* Extrait choisi *
· · · ·
Dans
Schmock ou le
Triomphe du Journalisme
(Seuil, 2001, p.33), Bouveresse écrit : "la
seule de forme de liberté que la grande bataille pour la liberté de
la presse a permis de conquérir est [...] contrairement à ce que
l'on prétend, bien différente de la liberté de l'esprit, avec
laquelle elle n'a plus guère de rapport, et se réduit en fait
essentiellement à celle du marché, avec
toutes les possibilités d'exploitation cynique de la crédulité de
l'acheteur, de manipulation, de fraude, d'escroquerie et de tromperie
sur la marchandise qui en résultent"(c'est
moi qui souligne). Redeker a, de toute évidence, parfaitement
compris comment tirer profits matériels et/ou symboliques du marché
de la presse écrite et de la presse parlée, lui qui a signé pas
moins de 469 articles ou émissions de radio depuis novembre 1993,
dont 65 depuis le 1° janvier 2005 et 27 depuis le 1° janvier 2006
(source : http//www.robertredeker.net) ! Et comme il n'est guère de
sujet qu'il n'ait abordé (du Tour de France à Internet, du coup de
boule de Zidane à la Shoah, du film "les Choristes" à
Antonin Artaud), la probabilité pour qu'il finisse par dire des
conneries (ou plutôt des conneries lues par d'autres que lui-même)
· · · ·
* Lignes de données *
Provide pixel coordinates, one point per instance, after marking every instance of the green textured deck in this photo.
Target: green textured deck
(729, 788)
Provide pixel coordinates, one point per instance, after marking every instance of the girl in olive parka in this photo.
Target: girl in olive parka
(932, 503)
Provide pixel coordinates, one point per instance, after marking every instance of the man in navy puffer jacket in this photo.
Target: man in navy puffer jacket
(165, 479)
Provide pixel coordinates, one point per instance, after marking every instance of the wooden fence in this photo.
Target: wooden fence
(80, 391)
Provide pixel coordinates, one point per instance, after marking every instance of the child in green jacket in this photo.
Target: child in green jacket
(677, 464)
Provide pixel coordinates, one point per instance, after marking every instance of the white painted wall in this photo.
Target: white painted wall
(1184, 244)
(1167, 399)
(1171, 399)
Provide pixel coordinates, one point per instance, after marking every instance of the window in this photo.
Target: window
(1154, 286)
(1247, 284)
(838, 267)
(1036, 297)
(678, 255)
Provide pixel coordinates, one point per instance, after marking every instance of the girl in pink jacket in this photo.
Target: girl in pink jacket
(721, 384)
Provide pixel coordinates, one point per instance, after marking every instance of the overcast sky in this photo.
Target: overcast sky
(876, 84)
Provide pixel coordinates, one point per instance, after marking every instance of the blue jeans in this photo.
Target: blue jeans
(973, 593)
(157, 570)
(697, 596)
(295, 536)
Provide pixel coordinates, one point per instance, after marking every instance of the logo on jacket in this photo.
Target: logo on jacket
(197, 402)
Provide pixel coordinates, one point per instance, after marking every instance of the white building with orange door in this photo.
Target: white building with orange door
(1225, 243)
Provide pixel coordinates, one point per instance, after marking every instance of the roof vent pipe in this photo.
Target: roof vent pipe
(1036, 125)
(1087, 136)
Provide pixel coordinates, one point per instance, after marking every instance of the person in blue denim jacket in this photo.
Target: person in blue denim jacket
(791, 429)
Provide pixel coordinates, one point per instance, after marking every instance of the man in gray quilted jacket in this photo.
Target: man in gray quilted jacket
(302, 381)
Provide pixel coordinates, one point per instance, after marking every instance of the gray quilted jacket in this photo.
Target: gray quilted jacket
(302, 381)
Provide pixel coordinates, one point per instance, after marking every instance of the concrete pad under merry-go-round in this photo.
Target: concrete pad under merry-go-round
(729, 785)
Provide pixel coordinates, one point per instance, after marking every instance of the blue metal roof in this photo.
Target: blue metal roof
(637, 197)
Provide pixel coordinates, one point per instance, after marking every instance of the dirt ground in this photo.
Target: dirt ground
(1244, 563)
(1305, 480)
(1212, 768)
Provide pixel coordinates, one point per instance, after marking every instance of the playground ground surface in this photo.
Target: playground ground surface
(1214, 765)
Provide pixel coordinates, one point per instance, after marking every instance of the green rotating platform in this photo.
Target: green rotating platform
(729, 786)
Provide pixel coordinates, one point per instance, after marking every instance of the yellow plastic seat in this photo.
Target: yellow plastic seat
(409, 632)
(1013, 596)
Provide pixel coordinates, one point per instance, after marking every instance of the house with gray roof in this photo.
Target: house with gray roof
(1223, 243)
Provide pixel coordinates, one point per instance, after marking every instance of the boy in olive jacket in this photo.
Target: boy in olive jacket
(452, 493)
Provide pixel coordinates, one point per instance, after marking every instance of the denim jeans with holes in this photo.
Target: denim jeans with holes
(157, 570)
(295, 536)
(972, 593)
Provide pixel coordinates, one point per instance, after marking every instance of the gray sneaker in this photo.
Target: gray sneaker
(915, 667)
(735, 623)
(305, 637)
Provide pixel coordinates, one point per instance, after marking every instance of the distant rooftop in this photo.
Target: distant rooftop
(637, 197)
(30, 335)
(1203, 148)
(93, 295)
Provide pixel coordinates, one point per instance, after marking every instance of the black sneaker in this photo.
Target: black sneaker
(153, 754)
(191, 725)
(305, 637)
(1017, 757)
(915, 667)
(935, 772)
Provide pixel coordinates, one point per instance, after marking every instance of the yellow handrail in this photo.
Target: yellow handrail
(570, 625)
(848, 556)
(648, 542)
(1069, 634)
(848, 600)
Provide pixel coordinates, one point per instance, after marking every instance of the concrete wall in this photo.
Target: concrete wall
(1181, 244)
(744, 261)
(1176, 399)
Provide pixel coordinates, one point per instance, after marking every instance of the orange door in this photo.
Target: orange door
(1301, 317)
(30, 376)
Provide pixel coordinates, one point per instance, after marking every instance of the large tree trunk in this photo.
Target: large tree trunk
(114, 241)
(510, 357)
· · · ·
* Énoncé 1 *
Relevez tous les sujets que l'extrait choisi cite entre parenthèses comme abordés par Redeker.
* Énoncé 2 *
Pour chacune des affirmations suivantes, indiquez s'il vous plaît si elle concorde avec l'extrait choisi, en répondant par oui ou par non et en citant les mots qui tranchent :
(a) Redeker a signé 27 articles ou émissions de radio depuis le 1er janvier 2006.
(b) D'après la citation de Bouveresse, la liberté conquise par la presse se confond avec la liberté de l'esprit.
(c) Schmock ou le Triomphe du Journalisme a paru chez Gallimard.

* Réponse complète 1 *
- le Tour de France
- Internet
- le coup de boule de Zidane
- la Shoah
- le film « les Choristes »
- Antonin Artaud

* Réponse complète 2 *
(a) Oui : « 27 depuis le 1° janvier 2006 ».
(b) Non : « bien différente de la liberté de l'esprit ».
(c) Non : « (Seuil, 2001, p.33) ».